### EXERCISE TEXT
Hi Vyacheslav,
On Thu, 25 Apr 2013 14:28:37 +0400, Vyacheslav Dubeyko wrote:
> Hi Ryusuke,
> 
> I think that this patch really needs in your review.
> 
> Thanks,
> Vyacheslav Dubeyko.
> --
> From: Vyacheslav Dubeyko <[email protected]>
> Subject: [PATCH] nilfs2: fix issue with broken bmap for the case of block 
> size lesser than 4 KB
> 
> DESCRIPTION:
> There are use-cases when NILFS2 file system (formatted with block size lesser 
> than 4 KB) can be remounted in RO mode because of encountering of "broken 
> bmap" issue.
> 
> The issue was reported by Anthony Doggett <[email protected]>: 
> "The machine I've been trialling nilfs on is running Debian Testing, Linux 
> version 3.2.0-4-686-pae ([email protected]) (gcc version 4.6.3 
> (Debian 4.6.3-14) ) #1 SMP Debian 3.2.35-2), but I've also reproduced it 
> (identically) with Debian Unstable amd64 and Debian Experimental (using the 
> 3.8-trunk kernel).  The problematic partitions were formatted with 
> "mkfs.nilfs2 -b 1024 -B 8192"."
######
### DATA RECORDS
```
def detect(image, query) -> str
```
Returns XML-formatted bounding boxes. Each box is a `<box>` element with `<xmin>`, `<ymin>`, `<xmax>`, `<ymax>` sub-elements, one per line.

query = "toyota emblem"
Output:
######
#### COMPLETE THE FOLLOWING
[a] In the nilfs2 patch email, what command was used to format the problematic partitions?
[b] Name every Debian branch on which, according to the nilfs2 patch email, the reporter ran or reproduced the problem.
[c] Pick up the nilfs2 patch email from the point where it stops and continue it.
The listing is separate material and has no connection to the nilfs2 patch email.

#### RESULTS IN ORDER
[a] mkfs.nilfs2 -b 1024 -B 8192

[b] Debian Testing, Debian Unstable (amd64), Debian Experimental

[c]
> 
> SYMPTOMS:
> (1) System log contains error messages likewise:
> 
>     [63102.496756] nilfs_direct_assign: invalid pointer: 0
>     [63102.496786] NILFS error (device dm-17): nilfs_bmap_assign: broken bmap 
> (inode number=28)
>     [63102.496798]
>     [63102.524403] Remounting filesystem read-only
> 
> (2) The NILFS2 file system is remounted in RO mode.
> 
> REPRODUSING PATH:
> (1) Create volume group with name "unencrypted" by means of vgcreate utility.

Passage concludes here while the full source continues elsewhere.